+++ SOURCE DOCUMENT +++

100 Minutes

How I spent my Thanksgiving vacation.

Kjell Wooding | 2005-10-11

My day started with excruciating pain. If you have ever wondered what an iliotibial (IT) band injury feels like, imagine the muscles running along the outside of your leg stretched as if they were the strings on a violin. Now, play that violin with a bow made of barbed wire. This was the image in my head as I limped across the parking lot towards the start line of a 21.1km race: The Okanagan International Marathon, Half Marathon, and 10km Race.

Welcome to my hobby: Running. And meet my personal nemesis: my Iliotibial Band.

Okay, so it’s more than a mere hobby. Truth be told, I have been teaching a 1/2 marathon clinic for the last 16 weeks, and this past weekend was the culmination of that instruction—our graduation run. And though I’m perfectly happy to stand in front of a group of wonderful people and talk about the finer points of biomechanics, training plans, injury prevention, and nutrition, I’m apparently really bad at taking my own advice. Hence the injury.

There was a good 15 minutes to go before the race started. Figuring it couldn’t possibly make things worse, I set off for a little warm-up run. After five minutes of hell, the tension in my knee started to loosen up. The blood-curdling scream in my knee was becoming a dull roar. After 10 minutes, I almost felt like I could run the race.

+++ EXCERPTED DATA +++

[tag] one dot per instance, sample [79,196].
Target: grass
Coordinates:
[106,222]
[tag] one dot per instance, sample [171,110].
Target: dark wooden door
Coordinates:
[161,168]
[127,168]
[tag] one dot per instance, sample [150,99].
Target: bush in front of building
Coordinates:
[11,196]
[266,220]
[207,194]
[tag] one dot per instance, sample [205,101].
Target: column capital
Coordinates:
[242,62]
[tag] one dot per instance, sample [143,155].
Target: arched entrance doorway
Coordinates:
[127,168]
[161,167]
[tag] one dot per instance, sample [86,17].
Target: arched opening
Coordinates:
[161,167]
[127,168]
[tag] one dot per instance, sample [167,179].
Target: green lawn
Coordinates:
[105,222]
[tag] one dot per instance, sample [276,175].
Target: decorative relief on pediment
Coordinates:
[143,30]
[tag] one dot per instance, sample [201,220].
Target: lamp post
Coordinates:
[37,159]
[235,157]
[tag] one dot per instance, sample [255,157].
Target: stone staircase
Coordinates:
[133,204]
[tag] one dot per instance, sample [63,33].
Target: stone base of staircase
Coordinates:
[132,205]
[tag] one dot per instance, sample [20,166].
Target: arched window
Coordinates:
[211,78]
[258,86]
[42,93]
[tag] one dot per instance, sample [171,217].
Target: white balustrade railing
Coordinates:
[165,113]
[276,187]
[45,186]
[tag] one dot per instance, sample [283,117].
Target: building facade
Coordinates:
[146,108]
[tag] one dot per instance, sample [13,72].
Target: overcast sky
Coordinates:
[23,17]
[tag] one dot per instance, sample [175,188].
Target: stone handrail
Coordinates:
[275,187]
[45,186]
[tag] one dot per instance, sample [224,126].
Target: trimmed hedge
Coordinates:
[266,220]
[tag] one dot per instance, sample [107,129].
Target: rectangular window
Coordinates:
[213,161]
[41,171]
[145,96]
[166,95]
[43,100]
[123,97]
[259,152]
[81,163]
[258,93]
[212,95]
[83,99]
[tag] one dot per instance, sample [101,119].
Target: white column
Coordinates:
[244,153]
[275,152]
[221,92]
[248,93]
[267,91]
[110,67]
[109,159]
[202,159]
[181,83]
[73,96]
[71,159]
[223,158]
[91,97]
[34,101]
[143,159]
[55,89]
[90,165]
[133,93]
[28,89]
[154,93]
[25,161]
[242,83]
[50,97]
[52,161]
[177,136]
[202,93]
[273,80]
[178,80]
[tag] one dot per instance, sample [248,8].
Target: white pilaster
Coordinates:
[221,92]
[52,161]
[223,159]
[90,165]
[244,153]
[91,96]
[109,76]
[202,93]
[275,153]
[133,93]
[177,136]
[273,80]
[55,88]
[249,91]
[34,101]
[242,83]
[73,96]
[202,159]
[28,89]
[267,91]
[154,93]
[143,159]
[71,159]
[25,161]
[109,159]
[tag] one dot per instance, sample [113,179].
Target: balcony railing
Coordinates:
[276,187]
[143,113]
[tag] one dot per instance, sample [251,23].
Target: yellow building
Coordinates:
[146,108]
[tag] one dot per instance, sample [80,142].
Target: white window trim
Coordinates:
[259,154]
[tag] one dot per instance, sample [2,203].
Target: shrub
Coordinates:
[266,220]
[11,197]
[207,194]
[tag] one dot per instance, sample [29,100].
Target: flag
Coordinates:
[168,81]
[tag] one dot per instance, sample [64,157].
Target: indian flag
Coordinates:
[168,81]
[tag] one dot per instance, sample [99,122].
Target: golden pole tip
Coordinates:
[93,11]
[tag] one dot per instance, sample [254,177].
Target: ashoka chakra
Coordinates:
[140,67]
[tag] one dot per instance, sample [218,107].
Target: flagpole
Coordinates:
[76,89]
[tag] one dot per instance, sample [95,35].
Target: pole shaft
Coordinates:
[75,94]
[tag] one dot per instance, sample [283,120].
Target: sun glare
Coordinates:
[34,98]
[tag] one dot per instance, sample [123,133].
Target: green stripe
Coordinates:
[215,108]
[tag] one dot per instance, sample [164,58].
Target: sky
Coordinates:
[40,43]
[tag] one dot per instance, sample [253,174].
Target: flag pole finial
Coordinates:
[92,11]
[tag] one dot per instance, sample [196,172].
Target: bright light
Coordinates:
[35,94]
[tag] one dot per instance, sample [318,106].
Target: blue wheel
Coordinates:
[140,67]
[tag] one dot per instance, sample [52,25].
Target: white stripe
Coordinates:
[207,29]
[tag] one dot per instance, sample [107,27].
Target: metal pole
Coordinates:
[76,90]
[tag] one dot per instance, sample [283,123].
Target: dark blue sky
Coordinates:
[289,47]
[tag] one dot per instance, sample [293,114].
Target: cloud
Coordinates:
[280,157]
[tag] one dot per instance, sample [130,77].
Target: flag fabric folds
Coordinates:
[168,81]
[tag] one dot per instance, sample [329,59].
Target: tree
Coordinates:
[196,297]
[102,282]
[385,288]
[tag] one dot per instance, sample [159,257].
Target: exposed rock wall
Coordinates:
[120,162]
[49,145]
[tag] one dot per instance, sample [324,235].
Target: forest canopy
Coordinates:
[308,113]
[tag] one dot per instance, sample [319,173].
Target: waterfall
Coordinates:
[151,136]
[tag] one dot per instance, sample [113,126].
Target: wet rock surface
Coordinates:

+++

▶ TASKS TO CARRY OUT
**a)** Can you echo the running post from "Welcome to my" up to and including "run the race.", word for word?
**b)** How would this sentence from the running post read in Spanish: "After 10 minutes, I almost felt like I could run the race."

▶ SOLUTIONS BELOW
**a)**
Welcome to my hobby: Running. And meet my personal nemesis: my Iliotibial Band.

Okay, so it’s more than a mere hobby. Truth be told, I have been teaching a 1/2 marathon clinic for the last 16 weeks, and this past weekend was the culmination of that instruction—our graduation run. And though I’m perfectly happy to stand in front of a group of wonderful people and talk about the finer points of biomechanics, training plans, injury prevention, and nutrition, I’m apparently really bad at taking my own advice. Hence the injury.

There was a good 15 minutes to go before the race started. Figuring it couldn’t possibly make things worse, I set off for a little warm-up run. After five minutes of hell, the tension in my knee started to loosen up. The blood-curdling scream in my knee was becoming a dull roar. After 10 minutes, I almost felt like I could run the race.

**b)** Después de 10 minutos, casi sentía que podía correr la carrera.